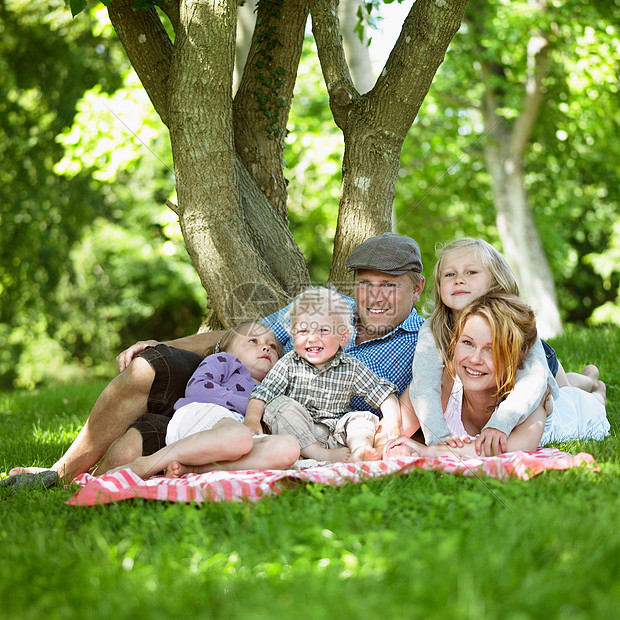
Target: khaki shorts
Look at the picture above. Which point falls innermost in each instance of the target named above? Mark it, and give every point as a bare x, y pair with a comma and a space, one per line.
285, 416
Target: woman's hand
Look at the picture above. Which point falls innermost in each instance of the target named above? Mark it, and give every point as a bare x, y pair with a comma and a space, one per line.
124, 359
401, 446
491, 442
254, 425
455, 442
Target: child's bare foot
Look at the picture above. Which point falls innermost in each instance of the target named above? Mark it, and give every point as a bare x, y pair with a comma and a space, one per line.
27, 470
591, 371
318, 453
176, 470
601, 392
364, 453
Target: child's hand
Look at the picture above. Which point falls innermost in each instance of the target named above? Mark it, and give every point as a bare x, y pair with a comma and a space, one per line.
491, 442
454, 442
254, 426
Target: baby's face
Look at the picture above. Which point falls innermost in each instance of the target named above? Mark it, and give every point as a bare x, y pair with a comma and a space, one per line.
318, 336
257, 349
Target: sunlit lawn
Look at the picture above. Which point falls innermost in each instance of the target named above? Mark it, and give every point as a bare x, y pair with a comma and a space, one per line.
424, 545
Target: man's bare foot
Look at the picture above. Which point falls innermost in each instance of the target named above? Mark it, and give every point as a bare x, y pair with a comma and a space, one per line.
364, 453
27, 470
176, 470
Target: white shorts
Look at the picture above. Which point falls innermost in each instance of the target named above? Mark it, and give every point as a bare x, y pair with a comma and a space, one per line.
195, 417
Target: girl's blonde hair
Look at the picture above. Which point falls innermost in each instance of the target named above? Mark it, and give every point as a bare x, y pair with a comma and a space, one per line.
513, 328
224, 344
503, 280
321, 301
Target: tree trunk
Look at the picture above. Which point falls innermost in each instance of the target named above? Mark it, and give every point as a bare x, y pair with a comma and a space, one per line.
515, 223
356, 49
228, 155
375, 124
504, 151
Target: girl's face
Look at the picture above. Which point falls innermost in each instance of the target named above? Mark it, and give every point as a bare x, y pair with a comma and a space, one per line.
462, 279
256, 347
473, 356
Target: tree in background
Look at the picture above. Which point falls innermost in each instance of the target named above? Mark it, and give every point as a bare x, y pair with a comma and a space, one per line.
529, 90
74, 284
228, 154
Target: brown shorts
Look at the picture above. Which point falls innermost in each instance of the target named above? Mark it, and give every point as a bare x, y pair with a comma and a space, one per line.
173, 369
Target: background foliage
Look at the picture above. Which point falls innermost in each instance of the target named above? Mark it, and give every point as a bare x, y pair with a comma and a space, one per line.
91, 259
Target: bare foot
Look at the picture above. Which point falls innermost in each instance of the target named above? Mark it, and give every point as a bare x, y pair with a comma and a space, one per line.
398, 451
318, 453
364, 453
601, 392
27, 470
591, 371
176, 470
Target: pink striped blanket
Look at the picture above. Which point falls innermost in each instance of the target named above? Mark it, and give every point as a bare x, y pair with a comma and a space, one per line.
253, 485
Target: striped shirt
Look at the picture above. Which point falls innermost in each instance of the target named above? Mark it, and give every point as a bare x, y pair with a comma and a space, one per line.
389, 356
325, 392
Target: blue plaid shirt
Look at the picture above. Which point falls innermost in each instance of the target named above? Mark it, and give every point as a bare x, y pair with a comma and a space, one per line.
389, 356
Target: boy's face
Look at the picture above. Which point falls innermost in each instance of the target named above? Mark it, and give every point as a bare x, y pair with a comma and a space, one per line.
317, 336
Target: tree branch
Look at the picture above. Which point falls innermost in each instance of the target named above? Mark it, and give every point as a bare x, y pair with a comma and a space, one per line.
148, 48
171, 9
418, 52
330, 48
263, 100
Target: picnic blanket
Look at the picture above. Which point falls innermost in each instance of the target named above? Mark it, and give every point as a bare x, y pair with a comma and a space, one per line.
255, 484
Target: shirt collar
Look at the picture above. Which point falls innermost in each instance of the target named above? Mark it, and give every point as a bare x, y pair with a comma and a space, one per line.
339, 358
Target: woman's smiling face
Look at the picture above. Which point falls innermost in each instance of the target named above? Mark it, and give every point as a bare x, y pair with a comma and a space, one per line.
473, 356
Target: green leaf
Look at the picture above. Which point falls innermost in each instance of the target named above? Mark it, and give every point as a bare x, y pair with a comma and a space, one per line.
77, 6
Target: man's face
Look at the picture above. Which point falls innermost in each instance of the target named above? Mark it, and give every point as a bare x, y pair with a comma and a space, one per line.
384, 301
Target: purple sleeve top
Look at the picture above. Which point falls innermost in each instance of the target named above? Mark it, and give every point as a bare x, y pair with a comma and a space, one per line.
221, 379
···
WHAT THE TASK REQUIRES
All of the entries need to be transcribed word for word; pictures are left out.

SOLUTION TO THE PROBLEM
Target: khaki shorts
Look at the picture above. Which point falls innermost in each instance of the target named above? Mark it, and give every point as a bare x, y pair with a comma and a space, one per line.
285, 416
Target: woman's hand
Look at the picture above. Which point falls innermost in each instance of the target named above? Mark it, and give every point as a bare x, y pair with a comma and a space, one per line.
124, 359
401, 446
491, 442
254, 425
455, 442
Target: child's bare foot
Look at the picture above. Which point falls innermost in each instance of the target named above? Mark it, and give every point as a bare x, y pair with a comma and a space, one per line.
27, 470
591, 371
318, 453
176, 470
601, 392
364, 453
Target: child's hand
Look at the picture above. Which point falls innermost in each instance of the target named above? Mark it, and give every point as a bare x, y pair with a comma and a space, one per line.
491, 442
454, 442
254, 426
Target: baby's face
Look at the picture above. Which point falls innermost in each instance of the target named above? Mark it, and give every point as a bare x, y pair with a comma and a space, one per line.
318, 336
257, 349
Target: sunlit lawn
Look at the picture above. Which point falls innermost in each instance of the target named above? Mark it, and give every point as a bare x, y pair with a comma and a space, one per line.
424, 545
Target: man's bare foot
Look at the picture above. Which point falls innermost in each instance of the target named above? Mark it, and give every point as a bare x, y pair with a comma and a space, one per line.
364, 453
27, 470
176, 470
Target: white shorts
Look at the picture above. Which point falls innermost in each instance of the target named above? Mark it, and give every point as a bare x, y pair with a comma and a space, one per line.
195, 417
Target: girl's blonde hair
Look at the picture above. Which point falls innermost in each instance of the target named above? Mark it, and give every point as a bare x, y pair with a comma and a space, one per line.
513, 328
224, 344
503, 280
321, 301
Target: tree trunk
Look at the picture above. Which point falls innermost in each instance of the target named above? Mark it, and give every point as a bare x, y pair with a comma and a space, one per line.
515, 223
356, 49
228, 155
375, 124
504, 151
Target: girl's face
Look at the picture above. Which point falls innermost in each instance of the target named above? Mark it, and give every point as a bare x, y pair with a comma and a space, one per line.
462, 279
256, 347
473, 356
Target: tree in background
Look at the picture above. Which point falls innermost in each instance of the target named above? Mark it, and give every point as a bare x, y pair with a comma and a space, one per line.
529, 90
74, 284
228, 154
Target: brown shorts
Look at the picture above. Which point falls innermost in each instance of the target named above? Mark it, and give every point as a bare x, y pair with a comma and a space, one per line.
173, 369
Target: background foliage
Look at the picture above. Which point falls innermost in each instance of the target named above? Mark it, and give every point as a bare x, y pair with a comma and a space, one per line.
91, 259
Target: bare foot
Look at the picture above. Which point falls innermost in each instance of the target named above? Mark it, and give every point as a bare x, y pair with a comma and a space, one per line.
398, 451
318, 453
364, 453
601, 392
27, 470
591, 371
176, 470
Target: pink striped blanket
Look at the picture above. Which point falls innermost in each instance of the target named above? Mark it, and give every point as a bare x, y pair with a comma and a space, one per line.
253, 485
Target: striped shirt
Look at the picture above. Which point falls innermost in each instance of the target named above? Mark it, and give every point as a bare x, y pair with a comma and a space, one per line.
389, 356
325, 392
Target: blue plaid shirt
Look at the picture above. Which point falls innermost in each instance of the target named above? Mark it, and give every point as a bare x, y pair with a comma and a space, one per line.
389, 356
Target: boy's face
Look at the picture above. Which point falls innermost in each instance of the target named above? Mark it, and give every point as a bare x, y pair with a comma and a space, one per line.
317, 336
Target: tree branch
Look at the picture above. Which point falls innermost in each instance of the target named above? Mark it, and give every point as a bare x, y pair with a comma and a space, one per line.
148, 48
171, 9
418, 52
330, 48
263, 100
Target: picnic blanket
Look at the picture above. Which point falls innermost in each instance of the target named above? Mark it, and give every point as a bare x, y pair with a comma and a space, one per line.
255, 484
Target: shirt collar
Look at the picture above. Which point falls innermost in each instance of the target named above? Mark it, and give every point as a bare x, y pair with a comma and a space, one per line.
339, 358
Target: woman's smiling face
Look at the picture above. Which point falls innermost in each instance of the target named above? Mark it, and give every point as a bare x, y pair with a comma and a space, one per line.
473, 356
Target: green leaf
Look at the picture above. Which point falls innermost in each instance of the target named above? Mark it, and give every point as a bare x, y pair with a comma and a space, one per line.
77, 6
Target: man's face
Look at the picture above. Which point falls innermost in each instance of the target named above? Mark it, and give every point as a bare x, y pair with a comma and a space, one per line.
384, 301
Target: purple sleeve top
Look at the picture above. Which point falls innermost in each instance of the target named above? Mark it, and give every point as a bare x, y pair with a comma and a space, one per line.
221, 379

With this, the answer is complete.